# Ventilation Questions



## Cameron1 (Mar 19, 2013)

aaa


----------



## lukkychucky (May 14, 2012)

Not a lot of straight ridge for ridge vents and the 2 turbines on the right side are being forced to pull air in from the wooden gable vents on the left side which is whack. The intake should come from the sofitt vents underneath the overhang of the house so you should eliminate the 2 wooden gable vents, cut turbine holes where those 2 gable vents were, install the 2 additional turbines and make sure there are enough intake vents in the sofitts.


----------



## HartsRoofing (Oct 9, 2012)

its hard to tell because of the quality of the images


----------



## CleveRfr (Dec 13, 2012)

I would go with 2 ' 1500 cfm dual control, thermostat/humidistat, power fans. Obviously electric would need run for those.the other option would be the new solar powered power fans. If going this route, eliminate all other forms of exhaust venting so as not to interfere/short circuit the power fan/soffit vent operation.

# [REQUIREMENTS]
1 > Please rewrite the paragraph in the ventilation thread beginning "Not a lot of straight ridge" as a short list, keeping its main facts.
2 > Pick up the ventilation thread after its last sentence and write the next post.
The entries after this point are separate from the ventilation thread.

# [SUPPLIED MATERIAL]
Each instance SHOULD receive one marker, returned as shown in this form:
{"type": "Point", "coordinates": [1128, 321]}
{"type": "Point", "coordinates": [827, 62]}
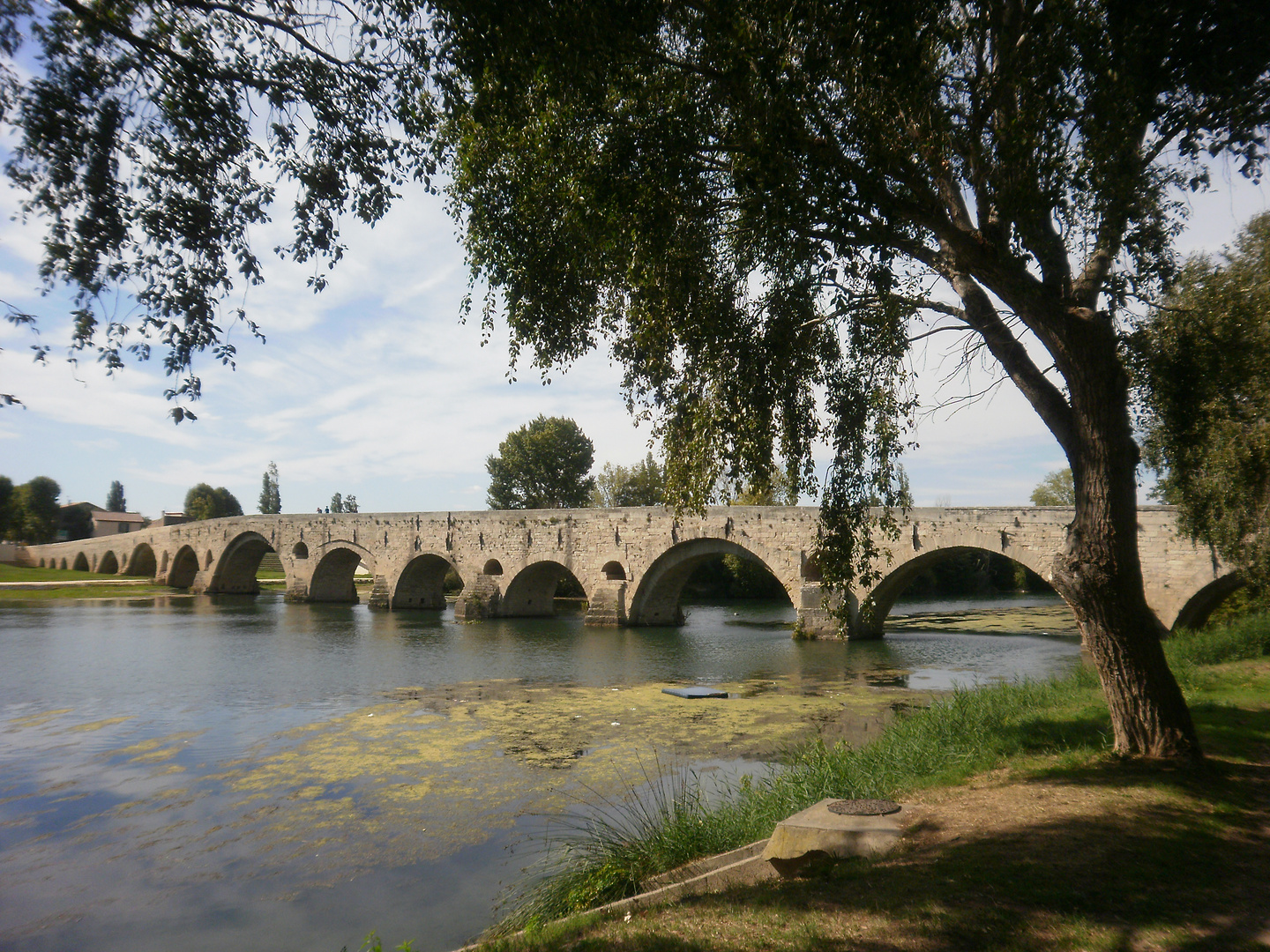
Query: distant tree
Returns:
{"type": "Point", "coordinates": [775, 489]}
{"type": "Point", "coordinates": [1201, 374]}
{"type": "Point", "coordinates": [271, 499]}
{"type": "Point", "coordinates": [37, 510]}
{"type": "Point", "coordinates": [75, 522]}
{"type": "Point", "coordinates": [202, 502]}
{"type": "Point", "coordinates": [641, 484]}
{"type": "Point", "coordinates": [1057, 489]}
{"type": "Point", "coordinates": [115, 501]}
{"type": "Point", "coordinates": [8, 517]}
{"type": "Point", "coordinates": [544, 465]}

# [RESULTS FOR THE EXERCISE]
1 >
- There is little straight ridge for ridge vents.
- The two turbines on the right side are forced to pull air in through the wooden gable vents on the left side.
- Intake should instead come from the soffit vents under the overhang of the house.
- Remove the two wooden gable vents and cut turbine holes where they were.
- Install the two additional turbines there.
- Make sure the soffits have enough intake vents.

2 >
----------



## Ender (May 16, 2013)

we do wet basement repair, waterproofing, foundation crack repair, etc. One of the big things we run into and handle pretty well is ventilation, normally in crawlspaces and basements. Wet basements = mold/mildew = strong smell = ezbreathe fixes it.

I'm curious as to what you finally did to address the ventilation problems on this particular home. We use the EzBreathe system in most cases.


----------



## Merge (Oct 22, 2015)

what is its price?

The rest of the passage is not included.